- _Written request_
From the rows below, pick out every line that contains the word "forest" and copy each one unchanged.

- _Supplied material_
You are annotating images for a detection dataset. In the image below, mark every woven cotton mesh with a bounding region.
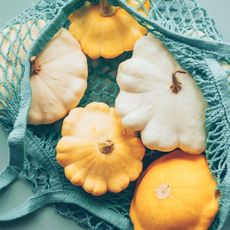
[0,0,229,230]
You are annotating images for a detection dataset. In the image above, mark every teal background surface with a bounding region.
[0,0,230,230]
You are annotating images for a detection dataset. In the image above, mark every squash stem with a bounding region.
[100,0,116,17]
[30,56,41,74]
[170,70,186,94]
[99,140,114,154]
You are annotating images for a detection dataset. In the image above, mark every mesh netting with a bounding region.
[0,0,229,230]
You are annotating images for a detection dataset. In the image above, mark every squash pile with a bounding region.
[19,0,219,230]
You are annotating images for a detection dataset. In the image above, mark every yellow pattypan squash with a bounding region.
[29,28,88,125]
[130,150,219,230]
[69,0,150,59]
[56,102,145,196]
[115,34,207,154]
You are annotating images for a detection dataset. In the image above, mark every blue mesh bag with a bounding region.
[0,0,230,230]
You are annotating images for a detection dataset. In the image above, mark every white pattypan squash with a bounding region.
[29,28,88,125]
[116,34,207,154]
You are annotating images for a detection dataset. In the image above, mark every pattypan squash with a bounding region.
[130,150,219,230]
[29,28,88,125]
[69,0,150,59]
[115,34,207,154]
[56,102,145,196]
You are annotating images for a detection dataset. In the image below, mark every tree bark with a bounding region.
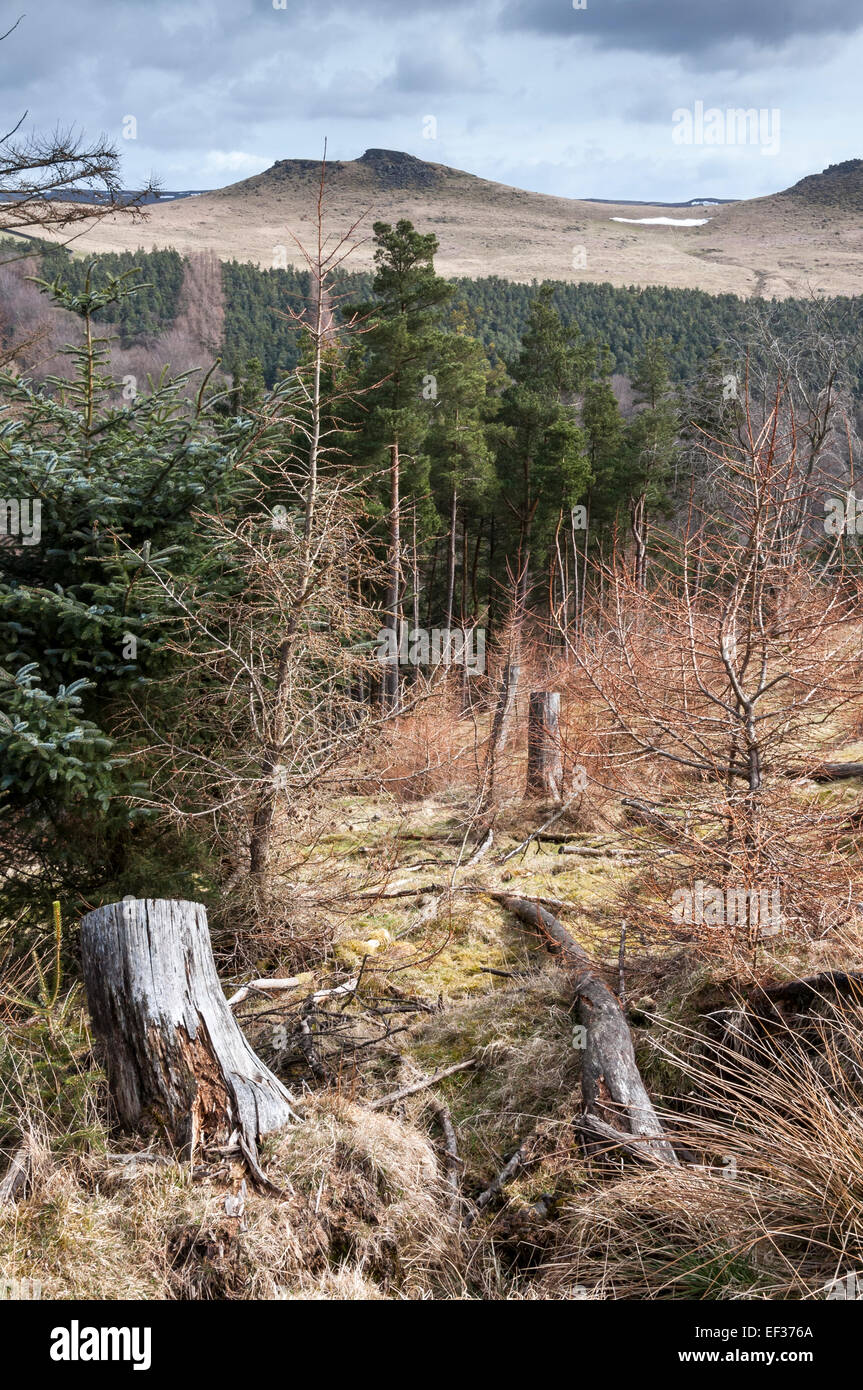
[492,892,677,1163]
[384,441,402,710]
[527,691,563,801]
[81,898,297,1154]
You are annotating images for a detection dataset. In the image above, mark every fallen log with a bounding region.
[81,898,297,1155]
[368,1056,477,1111]
[228,974,300,1009]
[491,892,677,1163]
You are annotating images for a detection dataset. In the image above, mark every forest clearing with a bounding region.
[0,7,863,1334]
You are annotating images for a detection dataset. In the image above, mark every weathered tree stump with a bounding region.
[527,691,563,801]
[81,898,296,1155]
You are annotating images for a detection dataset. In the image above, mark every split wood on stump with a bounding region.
[527,691,563,801]
[492,892,677,1163]
[81,898,297,1155]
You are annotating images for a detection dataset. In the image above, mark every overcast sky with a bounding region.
[6,0,863,200]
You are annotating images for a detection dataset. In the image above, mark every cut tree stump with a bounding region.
[489,892,677,1163]
[81,898,297,1155]
[527,691,563,801]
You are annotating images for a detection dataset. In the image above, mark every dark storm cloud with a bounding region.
[0,0,863,199]
[500,0,863,57]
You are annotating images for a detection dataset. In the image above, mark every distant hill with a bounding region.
[780,160,863,213]
[30,149,863,297]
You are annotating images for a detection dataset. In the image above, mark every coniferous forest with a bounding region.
[0,0,863,1345]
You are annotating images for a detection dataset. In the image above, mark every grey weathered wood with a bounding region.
[491,892,677,1163]
[0,1134,33,1207]
[527,691,563,801]
[81,898,296,1152]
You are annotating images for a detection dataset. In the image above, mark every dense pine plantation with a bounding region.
[0,221,863,1300]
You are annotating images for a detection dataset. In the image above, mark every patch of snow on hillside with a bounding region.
[609,217,710,227]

- _Task output_
You are annotating images for a detection dataset. In the image above, mark every forest clearing with a bounding region.
You are annotating images for a detection dataset. In the image above, mark every coniferous forest with a bounding region.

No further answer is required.